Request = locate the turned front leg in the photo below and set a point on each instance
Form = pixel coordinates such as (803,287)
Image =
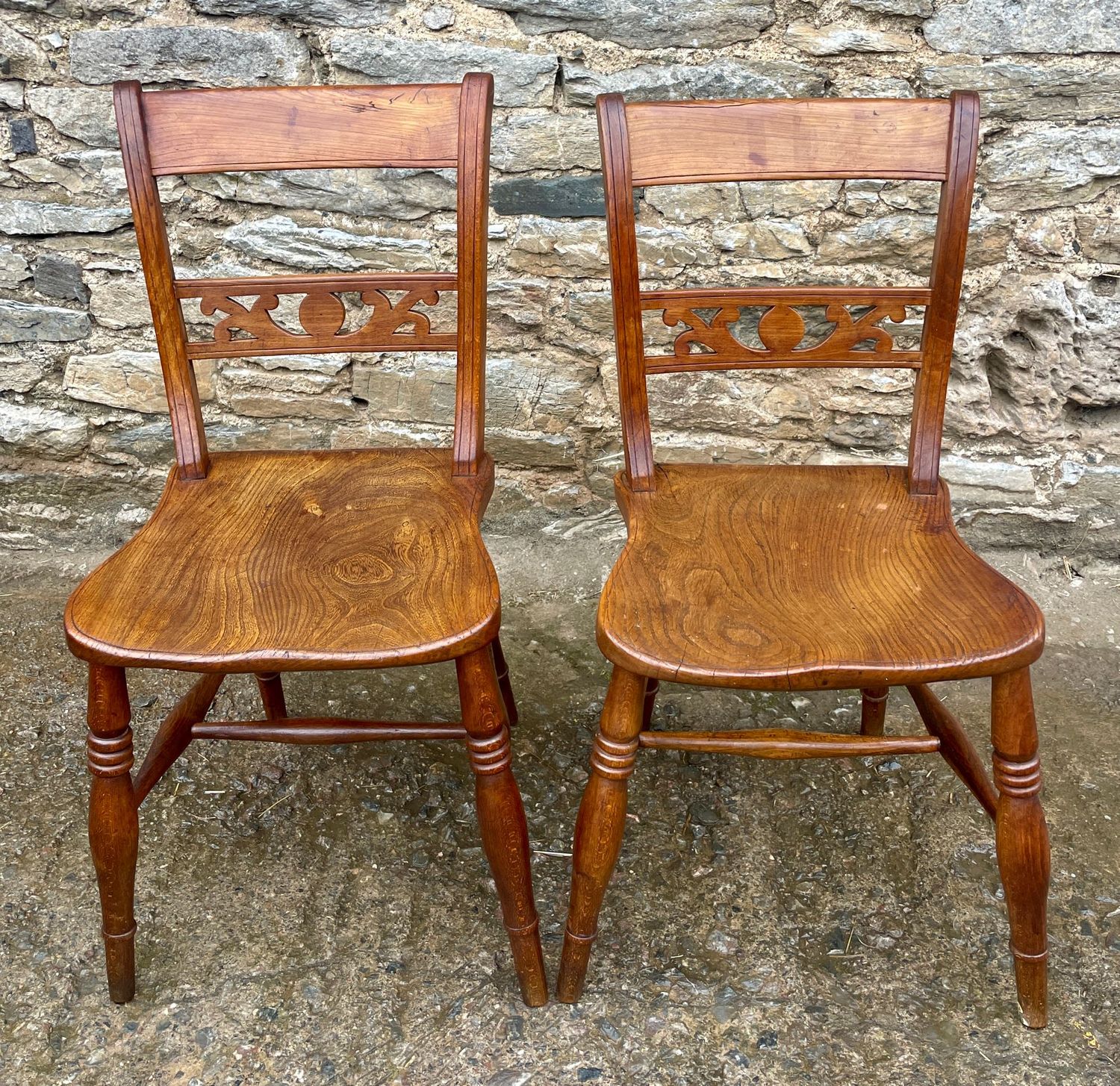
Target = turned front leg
(113,824)
(1021,842)
(600,826)
(502,817)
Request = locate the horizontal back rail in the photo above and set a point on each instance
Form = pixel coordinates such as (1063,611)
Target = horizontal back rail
(302,128)
(710,343)
(250,329)
(679,143)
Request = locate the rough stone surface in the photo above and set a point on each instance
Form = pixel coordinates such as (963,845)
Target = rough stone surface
(1033,26)
(520,78)
(645,26)
(22,136)
(1052,166)
(346,949)
(128,378)
(84,113)
(895,7)
(550,143)
(1100,237)
(22,216)
(833,38)
(1030,387)
(315,13)
(208,55)
(1032,92)
(120,302)
(40,431)
(13,268)
(727,80)
(27,322)
(60,278)
(555,197)
(323,249)
(396,194)
(909,240)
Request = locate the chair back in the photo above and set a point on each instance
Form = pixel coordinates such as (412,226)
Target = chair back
(647,143)
(441,125)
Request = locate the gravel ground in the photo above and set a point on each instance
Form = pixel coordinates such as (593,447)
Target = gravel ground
(325,915)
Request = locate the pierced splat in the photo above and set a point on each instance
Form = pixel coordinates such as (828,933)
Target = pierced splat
(253,329)
(710,343)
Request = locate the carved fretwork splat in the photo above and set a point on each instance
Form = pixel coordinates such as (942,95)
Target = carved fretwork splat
(709,343)
(251,329)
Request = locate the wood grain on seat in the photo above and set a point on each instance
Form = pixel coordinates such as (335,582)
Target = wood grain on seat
(804,577)
(298,560)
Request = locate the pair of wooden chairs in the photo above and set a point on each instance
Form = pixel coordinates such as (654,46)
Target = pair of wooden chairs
(765,578)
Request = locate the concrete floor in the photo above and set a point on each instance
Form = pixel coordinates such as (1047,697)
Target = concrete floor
(325,915)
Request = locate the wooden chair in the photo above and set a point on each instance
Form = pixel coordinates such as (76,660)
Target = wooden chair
(268,562)
(804,578)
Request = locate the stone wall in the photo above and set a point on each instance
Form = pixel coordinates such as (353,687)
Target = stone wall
(1033,430)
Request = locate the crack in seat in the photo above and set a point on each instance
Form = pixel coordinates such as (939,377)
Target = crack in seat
(797,578)
(297,560)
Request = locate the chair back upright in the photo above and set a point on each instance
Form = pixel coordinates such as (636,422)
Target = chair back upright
(647,143)
(204,131)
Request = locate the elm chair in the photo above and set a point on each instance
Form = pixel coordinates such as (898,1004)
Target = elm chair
(804,578)
(270,562)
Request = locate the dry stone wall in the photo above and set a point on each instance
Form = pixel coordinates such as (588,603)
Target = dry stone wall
(1033,429)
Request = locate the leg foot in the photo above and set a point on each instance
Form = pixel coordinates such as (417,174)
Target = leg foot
(502,817)
(874,711)
(113,826)
(1021,842)
(600,826)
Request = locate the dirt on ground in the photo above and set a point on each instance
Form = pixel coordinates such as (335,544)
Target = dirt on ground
(325,915)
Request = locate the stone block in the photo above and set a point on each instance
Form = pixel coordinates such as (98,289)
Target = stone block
(84,113)
(324,249)
(546,143)
(1023,91)
(35,217)
(40,431)
(131,380)
(203,55)
(520,78)
(836,38)
(392,194)
(309,13)
(60,278)
(27,322)
(1051,166)
(645,24)
(729,78)
(995,27)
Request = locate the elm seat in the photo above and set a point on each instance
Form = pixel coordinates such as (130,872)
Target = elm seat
(806,577)
(300,560)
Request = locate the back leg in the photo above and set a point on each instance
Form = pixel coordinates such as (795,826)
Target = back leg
(502,817)
(1021,842)
(600,824)
(273,696)
(651,696)
(874,711)
(503,681)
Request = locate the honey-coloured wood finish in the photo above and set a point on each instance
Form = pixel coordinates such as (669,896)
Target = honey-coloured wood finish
(271,562)
(809,577)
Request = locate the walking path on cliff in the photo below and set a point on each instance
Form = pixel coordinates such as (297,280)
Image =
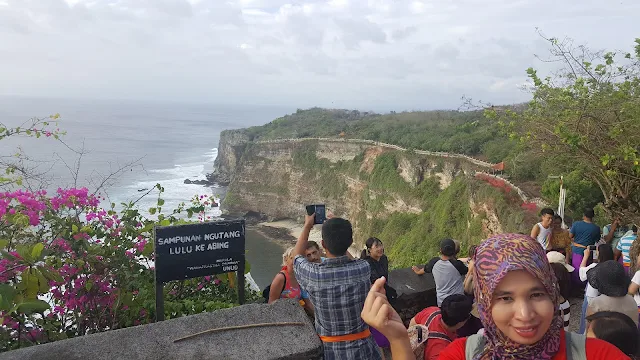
——
Identify every line in the data above that contains the string "rail", and copy each such line out. Case counts.

# Written solution
Request = locate the horizontal back rail in the photo above and set a point on each instance
Target = horizontal back rail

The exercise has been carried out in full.